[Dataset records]
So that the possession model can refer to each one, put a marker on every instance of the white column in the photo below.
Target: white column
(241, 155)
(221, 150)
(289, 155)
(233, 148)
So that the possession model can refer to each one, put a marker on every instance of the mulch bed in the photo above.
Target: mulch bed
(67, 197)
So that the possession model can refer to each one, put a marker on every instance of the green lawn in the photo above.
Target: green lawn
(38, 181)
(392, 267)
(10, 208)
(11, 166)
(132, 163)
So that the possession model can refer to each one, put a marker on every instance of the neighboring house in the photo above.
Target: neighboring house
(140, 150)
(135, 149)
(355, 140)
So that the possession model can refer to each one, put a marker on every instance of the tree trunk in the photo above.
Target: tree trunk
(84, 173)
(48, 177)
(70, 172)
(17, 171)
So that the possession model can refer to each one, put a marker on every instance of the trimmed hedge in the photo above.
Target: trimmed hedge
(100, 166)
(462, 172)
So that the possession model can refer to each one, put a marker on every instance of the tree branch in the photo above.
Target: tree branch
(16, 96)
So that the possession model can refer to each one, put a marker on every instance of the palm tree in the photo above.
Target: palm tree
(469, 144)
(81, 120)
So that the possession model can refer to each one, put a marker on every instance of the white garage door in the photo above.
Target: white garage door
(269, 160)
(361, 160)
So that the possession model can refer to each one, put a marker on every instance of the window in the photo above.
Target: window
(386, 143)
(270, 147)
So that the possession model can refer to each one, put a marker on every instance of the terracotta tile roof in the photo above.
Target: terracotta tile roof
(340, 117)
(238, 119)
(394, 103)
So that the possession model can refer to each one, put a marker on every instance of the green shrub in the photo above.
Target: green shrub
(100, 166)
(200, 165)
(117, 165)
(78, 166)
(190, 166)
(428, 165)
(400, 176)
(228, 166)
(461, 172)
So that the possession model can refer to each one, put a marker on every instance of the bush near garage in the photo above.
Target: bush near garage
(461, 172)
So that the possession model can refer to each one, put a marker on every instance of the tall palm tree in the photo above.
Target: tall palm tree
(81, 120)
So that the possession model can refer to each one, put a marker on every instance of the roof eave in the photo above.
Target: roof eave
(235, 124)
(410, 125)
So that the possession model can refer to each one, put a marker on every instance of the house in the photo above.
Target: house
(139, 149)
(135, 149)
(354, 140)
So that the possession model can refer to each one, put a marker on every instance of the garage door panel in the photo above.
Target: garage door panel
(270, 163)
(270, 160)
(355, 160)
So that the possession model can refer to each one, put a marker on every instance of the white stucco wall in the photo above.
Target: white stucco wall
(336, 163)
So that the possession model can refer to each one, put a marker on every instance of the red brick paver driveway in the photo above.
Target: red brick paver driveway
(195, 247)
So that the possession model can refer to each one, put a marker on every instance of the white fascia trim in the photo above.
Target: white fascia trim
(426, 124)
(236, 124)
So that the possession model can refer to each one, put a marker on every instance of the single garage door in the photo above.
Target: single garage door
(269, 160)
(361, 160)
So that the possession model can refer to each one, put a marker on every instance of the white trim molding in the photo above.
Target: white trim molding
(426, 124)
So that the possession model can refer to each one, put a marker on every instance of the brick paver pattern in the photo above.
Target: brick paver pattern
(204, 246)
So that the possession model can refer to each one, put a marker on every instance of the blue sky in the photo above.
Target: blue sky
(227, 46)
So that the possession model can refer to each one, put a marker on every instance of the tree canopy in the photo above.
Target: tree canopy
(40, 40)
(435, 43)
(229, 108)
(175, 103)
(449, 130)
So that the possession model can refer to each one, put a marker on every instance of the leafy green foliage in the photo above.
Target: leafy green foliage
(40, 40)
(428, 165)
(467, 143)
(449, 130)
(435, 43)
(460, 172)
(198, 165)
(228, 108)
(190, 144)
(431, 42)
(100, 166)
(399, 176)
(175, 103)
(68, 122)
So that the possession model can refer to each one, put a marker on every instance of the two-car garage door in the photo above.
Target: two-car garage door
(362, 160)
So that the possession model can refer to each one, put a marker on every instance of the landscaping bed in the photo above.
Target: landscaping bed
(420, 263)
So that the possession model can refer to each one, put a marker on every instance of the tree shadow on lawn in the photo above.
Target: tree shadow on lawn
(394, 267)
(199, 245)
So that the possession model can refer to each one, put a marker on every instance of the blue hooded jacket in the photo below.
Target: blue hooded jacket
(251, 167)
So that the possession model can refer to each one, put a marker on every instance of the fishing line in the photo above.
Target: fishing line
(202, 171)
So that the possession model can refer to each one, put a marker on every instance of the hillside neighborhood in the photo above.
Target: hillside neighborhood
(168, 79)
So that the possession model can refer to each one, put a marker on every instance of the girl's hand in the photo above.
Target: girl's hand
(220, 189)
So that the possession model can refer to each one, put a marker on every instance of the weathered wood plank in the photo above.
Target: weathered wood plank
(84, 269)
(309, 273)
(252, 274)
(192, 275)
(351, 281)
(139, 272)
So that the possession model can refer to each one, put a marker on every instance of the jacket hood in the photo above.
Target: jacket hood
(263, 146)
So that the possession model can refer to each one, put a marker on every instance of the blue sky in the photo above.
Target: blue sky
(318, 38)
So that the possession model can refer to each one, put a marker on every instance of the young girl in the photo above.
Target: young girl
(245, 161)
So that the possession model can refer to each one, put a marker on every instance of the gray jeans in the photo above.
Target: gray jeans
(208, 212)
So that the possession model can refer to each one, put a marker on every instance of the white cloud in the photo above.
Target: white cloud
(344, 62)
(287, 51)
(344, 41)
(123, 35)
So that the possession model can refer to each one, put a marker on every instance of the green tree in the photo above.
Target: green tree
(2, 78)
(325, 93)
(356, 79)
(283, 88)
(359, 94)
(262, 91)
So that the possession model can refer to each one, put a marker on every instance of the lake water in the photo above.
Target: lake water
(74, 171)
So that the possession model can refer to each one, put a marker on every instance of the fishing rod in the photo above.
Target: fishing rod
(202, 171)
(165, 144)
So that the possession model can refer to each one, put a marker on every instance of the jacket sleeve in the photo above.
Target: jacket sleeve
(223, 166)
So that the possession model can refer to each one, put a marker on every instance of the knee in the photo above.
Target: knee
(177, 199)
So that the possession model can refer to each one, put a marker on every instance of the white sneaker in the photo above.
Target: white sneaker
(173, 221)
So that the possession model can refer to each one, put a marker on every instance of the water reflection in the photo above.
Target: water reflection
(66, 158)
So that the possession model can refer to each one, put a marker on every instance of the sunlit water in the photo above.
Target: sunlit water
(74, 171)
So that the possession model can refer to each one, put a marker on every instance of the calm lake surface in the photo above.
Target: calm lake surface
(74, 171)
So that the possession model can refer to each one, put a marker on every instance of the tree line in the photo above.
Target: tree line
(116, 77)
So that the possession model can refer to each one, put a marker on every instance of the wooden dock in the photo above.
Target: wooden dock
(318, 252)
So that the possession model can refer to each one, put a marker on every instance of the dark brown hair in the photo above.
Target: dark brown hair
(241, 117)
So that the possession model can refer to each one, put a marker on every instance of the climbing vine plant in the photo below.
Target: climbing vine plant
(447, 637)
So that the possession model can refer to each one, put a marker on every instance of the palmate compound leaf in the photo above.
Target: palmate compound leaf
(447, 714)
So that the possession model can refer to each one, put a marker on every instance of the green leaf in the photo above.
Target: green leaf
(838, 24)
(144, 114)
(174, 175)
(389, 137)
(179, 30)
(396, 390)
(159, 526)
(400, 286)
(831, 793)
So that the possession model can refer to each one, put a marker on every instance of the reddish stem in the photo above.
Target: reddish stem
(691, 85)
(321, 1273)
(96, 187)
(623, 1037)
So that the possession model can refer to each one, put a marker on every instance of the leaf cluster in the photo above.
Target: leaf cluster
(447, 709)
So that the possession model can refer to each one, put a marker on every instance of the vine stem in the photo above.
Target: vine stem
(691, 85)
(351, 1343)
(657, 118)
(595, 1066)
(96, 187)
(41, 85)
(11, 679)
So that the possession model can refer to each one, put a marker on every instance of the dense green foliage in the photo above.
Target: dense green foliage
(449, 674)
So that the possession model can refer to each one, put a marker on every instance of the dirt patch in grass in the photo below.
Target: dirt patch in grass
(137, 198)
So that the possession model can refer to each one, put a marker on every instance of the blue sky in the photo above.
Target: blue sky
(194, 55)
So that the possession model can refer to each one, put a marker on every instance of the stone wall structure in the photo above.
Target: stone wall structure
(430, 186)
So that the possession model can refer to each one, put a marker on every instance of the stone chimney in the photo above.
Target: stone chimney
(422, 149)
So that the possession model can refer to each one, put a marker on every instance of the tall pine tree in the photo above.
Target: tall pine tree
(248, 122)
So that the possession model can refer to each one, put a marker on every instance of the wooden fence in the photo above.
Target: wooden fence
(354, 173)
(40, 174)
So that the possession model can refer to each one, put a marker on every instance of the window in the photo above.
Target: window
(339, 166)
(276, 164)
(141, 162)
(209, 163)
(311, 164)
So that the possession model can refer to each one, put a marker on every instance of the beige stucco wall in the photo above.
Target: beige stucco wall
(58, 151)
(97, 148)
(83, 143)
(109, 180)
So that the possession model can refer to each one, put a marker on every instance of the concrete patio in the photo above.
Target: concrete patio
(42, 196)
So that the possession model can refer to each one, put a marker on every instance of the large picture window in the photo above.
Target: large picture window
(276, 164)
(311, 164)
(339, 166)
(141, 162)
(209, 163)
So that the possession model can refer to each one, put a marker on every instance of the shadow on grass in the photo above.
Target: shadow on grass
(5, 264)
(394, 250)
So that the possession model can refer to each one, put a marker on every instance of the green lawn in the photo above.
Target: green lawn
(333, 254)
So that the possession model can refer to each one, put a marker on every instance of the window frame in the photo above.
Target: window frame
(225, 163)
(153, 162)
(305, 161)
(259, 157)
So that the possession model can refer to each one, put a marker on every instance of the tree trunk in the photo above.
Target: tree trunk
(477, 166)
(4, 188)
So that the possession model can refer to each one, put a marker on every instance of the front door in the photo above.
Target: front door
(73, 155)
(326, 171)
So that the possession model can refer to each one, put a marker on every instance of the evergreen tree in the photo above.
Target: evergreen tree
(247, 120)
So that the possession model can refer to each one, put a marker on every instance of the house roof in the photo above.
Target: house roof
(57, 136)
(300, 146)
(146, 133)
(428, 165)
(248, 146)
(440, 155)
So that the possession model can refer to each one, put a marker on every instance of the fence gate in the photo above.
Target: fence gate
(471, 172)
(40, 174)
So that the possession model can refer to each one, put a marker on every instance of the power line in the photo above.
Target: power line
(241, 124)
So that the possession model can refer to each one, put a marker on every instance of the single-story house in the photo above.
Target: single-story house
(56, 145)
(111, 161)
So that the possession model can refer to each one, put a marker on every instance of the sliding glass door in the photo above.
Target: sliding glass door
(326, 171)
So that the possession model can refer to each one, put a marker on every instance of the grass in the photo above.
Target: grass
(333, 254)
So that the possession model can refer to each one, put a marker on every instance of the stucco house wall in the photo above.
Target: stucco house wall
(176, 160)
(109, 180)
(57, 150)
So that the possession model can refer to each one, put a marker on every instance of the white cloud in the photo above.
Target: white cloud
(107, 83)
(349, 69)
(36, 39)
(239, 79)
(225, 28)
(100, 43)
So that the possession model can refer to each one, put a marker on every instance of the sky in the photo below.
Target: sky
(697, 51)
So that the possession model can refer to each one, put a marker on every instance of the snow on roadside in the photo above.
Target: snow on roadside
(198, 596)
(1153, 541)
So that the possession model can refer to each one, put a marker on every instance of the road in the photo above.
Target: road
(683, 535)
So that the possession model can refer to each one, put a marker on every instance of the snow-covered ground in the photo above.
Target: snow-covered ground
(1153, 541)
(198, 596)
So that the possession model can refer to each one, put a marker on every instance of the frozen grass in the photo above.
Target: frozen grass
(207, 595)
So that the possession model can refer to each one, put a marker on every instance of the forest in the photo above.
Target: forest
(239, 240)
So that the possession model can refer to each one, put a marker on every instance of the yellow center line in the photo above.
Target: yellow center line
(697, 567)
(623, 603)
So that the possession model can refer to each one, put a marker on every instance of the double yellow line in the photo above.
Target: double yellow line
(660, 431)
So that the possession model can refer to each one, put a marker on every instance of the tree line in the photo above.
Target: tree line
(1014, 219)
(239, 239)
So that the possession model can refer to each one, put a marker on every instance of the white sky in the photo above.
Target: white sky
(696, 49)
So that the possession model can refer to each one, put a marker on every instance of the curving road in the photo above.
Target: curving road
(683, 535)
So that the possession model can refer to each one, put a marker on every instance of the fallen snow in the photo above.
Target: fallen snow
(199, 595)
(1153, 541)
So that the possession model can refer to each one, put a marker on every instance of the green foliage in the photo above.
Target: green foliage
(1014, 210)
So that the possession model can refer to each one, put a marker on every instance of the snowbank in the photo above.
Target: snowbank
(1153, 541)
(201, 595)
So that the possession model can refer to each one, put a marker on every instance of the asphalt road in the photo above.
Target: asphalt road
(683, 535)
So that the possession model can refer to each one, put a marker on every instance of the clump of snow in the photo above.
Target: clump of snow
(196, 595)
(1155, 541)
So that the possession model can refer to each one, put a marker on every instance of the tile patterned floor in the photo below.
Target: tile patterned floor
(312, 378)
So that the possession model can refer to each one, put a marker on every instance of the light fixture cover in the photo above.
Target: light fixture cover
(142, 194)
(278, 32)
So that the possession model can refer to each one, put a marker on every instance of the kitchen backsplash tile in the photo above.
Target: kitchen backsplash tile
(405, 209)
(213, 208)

◆ Task brief: What you return should be the lines from the start of the data through the line with "white garage door in the photo above.", quoted exactly and nothing more.

◆ Problem solution:
So that the possession model can refer to each one, put a marker on every instance of the white column in the photo below.
Target: white column
(241, 155)
(221, 150)
(289, 155)
(233, 148)
So that the possession model can refer to each one, put a marker on every instance of the mulch bed in the photo above.
Target: mulch bed
(67, 197)
So that the possession model can refer to each one, put a marker on every instance of the green lawn in the photo above.
Target: green lawn
(38, 181)
(392, 267)
(10, 208)
(11, 166)
(132, 163)
So that the possession model can refer to each one, put a marker on every instance of the neighboring house in the photo above.
Target: neighboring house
(140, 150)
(135, 149)
(355, 140)
So that the possession model can refer to each one, put a marker on every instance of the tree trunk in the photo above.
Target: tree trunk
(84, 173)
(48, 177)
(70, 172)
(17, 171)
So that the possession model can refer to each one, put a marker on every instance of the trimmed hedge in the photo above.
Target: trimmed hedge
(100, 166)
(462, 172)
So that the possession model can refer to each one, put a marker on every instance of the tree branch in the photo above.
Target: tree branch
(16, 96)
So that the possession model can refer to each one, put a marker on every instance of the palm tree in the photo above.
Target: palm tree
(469, 144)
(81, 120)
So that the possession model can refer to each one, put a marker on every instance of the white garage door in the photo above.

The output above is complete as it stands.